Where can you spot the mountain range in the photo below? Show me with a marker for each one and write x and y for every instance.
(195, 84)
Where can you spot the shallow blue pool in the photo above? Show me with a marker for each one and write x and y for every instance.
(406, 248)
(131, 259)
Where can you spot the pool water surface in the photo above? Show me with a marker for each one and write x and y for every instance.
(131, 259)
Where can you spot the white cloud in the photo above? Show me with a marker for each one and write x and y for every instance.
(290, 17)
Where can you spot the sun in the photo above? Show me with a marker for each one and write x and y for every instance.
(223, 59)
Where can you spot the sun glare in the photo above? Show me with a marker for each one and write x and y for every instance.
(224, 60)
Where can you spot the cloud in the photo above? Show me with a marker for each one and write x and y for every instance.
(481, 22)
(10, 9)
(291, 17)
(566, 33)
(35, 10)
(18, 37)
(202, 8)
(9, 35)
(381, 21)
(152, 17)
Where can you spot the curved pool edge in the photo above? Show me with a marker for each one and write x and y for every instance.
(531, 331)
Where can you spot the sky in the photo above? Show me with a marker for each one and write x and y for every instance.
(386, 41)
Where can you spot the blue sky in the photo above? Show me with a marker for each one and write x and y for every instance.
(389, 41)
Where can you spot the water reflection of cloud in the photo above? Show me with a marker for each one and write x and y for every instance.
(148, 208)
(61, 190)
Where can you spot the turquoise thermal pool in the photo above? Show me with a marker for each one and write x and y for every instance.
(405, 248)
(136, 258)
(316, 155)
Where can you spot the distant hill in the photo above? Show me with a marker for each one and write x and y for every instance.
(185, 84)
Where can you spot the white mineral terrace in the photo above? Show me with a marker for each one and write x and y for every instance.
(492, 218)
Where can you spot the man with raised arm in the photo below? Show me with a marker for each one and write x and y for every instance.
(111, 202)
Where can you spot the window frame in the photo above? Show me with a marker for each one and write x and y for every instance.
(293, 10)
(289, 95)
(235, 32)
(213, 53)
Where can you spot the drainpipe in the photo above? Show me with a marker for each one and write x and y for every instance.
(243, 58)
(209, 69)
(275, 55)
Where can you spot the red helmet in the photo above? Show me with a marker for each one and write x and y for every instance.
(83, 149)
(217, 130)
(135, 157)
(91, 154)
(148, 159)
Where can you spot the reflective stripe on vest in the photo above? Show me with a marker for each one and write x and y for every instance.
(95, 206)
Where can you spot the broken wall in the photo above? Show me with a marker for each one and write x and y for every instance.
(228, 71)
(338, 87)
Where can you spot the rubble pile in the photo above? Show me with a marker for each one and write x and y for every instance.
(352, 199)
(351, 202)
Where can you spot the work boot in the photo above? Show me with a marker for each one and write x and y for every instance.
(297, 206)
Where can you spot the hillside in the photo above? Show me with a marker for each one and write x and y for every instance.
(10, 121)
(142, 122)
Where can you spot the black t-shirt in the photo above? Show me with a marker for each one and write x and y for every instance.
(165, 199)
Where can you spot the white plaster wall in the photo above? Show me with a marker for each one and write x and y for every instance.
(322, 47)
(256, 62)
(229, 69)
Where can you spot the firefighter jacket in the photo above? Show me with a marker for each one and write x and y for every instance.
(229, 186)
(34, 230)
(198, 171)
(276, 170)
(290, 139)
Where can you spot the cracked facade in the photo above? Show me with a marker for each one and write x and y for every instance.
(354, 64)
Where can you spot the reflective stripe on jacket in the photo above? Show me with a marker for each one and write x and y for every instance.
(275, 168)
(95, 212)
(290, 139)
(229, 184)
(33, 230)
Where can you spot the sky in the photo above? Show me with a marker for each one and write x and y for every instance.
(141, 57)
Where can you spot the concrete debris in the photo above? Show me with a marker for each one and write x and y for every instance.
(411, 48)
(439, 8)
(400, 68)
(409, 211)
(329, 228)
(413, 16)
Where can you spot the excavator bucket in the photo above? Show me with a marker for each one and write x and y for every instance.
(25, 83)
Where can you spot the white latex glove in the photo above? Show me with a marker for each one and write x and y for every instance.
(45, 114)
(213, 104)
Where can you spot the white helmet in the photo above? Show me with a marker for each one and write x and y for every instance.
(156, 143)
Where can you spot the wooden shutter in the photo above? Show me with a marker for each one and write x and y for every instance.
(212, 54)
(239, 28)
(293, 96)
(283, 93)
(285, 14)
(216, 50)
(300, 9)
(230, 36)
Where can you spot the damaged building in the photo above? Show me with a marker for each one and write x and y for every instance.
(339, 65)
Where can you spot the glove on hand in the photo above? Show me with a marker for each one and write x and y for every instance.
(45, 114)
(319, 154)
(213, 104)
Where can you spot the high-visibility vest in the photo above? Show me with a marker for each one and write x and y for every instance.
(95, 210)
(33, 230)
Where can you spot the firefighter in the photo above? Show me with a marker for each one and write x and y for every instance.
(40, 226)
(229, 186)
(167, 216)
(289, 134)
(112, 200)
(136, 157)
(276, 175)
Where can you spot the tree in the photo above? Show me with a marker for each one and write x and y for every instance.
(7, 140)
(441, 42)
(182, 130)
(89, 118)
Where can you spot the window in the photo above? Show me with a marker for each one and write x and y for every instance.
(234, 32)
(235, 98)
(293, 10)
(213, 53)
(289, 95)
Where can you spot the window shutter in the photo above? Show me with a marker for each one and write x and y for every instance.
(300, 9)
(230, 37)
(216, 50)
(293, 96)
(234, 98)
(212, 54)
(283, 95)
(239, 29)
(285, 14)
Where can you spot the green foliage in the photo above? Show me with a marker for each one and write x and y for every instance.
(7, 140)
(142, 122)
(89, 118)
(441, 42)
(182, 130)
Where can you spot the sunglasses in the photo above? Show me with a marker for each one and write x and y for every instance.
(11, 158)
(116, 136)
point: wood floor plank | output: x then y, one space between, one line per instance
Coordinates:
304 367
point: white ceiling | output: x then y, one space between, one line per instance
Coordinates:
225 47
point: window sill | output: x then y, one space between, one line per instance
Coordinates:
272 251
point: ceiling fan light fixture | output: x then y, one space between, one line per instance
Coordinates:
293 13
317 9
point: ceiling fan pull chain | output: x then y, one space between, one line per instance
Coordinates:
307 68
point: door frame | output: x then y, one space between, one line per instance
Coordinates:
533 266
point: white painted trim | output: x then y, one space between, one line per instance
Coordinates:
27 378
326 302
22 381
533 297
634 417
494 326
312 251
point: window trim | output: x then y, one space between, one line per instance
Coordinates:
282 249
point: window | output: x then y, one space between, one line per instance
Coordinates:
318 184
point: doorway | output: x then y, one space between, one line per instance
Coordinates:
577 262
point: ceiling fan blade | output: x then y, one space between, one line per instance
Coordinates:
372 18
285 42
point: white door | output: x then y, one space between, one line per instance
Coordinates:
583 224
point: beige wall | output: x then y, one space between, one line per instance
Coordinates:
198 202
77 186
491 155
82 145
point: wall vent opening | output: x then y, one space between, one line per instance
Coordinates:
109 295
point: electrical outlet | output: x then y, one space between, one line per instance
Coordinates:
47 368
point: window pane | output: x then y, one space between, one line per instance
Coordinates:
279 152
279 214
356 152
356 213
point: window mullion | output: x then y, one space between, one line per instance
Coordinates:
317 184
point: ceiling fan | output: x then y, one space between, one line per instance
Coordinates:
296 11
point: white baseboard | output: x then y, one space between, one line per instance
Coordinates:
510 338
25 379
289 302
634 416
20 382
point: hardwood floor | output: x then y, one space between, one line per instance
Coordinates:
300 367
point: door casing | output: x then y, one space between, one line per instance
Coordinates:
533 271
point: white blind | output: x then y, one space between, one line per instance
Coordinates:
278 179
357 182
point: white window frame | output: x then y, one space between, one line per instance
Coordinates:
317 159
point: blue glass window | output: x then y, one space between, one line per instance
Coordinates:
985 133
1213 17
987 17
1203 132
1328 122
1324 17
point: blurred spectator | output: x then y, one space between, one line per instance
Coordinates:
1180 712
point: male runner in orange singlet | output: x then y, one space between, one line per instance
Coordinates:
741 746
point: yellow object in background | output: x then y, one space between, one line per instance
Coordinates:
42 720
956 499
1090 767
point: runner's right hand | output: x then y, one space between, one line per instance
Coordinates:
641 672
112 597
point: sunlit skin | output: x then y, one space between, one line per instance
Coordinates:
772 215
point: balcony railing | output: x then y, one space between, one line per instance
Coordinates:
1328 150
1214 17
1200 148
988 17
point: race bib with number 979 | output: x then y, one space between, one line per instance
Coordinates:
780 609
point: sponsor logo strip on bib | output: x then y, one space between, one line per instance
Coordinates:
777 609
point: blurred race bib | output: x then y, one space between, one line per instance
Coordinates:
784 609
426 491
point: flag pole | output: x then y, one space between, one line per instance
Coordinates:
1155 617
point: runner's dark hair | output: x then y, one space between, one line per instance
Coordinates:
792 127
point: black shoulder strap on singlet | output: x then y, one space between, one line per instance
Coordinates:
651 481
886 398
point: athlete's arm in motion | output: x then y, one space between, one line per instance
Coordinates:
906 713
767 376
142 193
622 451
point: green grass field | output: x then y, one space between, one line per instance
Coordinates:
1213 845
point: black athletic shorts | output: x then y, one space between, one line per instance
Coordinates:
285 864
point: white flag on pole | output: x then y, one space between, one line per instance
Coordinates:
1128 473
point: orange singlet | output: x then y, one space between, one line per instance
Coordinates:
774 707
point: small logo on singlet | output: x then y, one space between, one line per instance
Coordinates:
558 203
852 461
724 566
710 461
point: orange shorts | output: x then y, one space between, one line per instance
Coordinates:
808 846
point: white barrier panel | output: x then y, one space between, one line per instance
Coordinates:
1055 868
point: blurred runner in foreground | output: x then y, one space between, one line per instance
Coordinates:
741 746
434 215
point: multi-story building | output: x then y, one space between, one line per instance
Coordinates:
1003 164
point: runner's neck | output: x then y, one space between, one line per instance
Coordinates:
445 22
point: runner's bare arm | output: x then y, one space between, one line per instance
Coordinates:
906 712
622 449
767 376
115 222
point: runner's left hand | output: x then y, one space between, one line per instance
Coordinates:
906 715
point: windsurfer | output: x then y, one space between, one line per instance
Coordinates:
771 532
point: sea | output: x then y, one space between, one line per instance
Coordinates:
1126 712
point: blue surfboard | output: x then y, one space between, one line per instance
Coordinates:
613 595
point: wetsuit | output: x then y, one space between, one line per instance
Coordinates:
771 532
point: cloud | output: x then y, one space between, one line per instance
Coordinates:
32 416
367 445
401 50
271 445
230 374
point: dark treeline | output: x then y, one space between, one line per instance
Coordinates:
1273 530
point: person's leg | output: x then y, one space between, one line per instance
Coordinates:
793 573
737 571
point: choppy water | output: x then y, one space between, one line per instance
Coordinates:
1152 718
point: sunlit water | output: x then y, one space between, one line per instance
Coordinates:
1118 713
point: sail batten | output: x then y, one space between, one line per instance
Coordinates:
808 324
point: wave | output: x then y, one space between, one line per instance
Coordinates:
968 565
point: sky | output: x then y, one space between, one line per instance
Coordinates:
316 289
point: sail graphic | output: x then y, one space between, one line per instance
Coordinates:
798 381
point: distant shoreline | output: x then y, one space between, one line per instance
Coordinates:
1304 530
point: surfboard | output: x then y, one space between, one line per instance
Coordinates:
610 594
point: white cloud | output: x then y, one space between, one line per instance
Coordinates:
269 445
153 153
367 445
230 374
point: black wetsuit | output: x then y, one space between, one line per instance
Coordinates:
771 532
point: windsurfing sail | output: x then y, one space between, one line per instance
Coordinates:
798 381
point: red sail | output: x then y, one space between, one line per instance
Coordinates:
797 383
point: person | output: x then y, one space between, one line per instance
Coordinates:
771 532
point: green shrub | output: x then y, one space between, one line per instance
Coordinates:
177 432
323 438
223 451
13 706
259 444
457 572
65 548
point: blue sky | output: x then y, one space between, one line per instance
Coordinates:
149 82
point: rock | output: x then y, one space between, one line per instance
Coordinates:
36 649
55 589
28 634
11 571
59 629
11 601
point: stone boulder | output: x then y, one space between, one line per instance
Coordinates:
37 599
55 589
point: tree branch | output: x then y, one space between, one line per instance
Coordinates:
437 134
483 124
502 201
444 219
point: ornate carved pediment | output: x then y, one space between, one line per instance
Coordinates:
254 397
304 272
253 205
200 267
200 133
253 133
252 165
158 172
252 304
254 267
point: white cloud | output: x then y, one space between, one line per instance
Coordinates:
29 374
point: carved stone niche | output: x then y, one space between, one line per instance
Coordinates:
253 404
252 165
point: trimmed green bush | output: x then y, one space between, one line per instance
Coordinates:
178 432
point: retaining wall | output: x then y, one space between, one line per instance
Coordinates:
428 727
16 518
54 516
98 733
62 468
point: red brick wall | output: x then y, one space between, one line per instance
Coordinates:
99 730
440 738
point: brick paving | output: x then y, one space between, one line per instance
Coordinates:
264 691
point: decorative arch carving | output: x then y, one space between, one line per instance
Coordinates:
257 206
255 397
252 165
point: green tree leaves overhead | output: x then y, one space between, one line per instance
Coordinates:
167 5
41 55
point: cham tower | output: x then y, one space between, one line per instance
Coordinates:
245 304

• • •

▸ Stated goal
Through the last line of the entries above, beginning at the line containing "point: red brick", transcribe each line exactly, both ends included and nothing more.

▸ Answer for this exercise
point: red brick wall | output: x then y, one space between, one line per instance
Coordinates:
99 730
440 738
point: brick paving | output: x then y, one space between, one line per instance
Coordinates:
264 691
point: decorative arch carving | output: x then y, one space between, one line per instance
Coordinates:
257 206
255 397
252 165
point: green tree leaves overhead | output: x then y, one space between, one line per instance
Coordinates:
167 5
41 55
point: cham tower | output: x then y, one space between, one line per instance
Coordinates:
245 304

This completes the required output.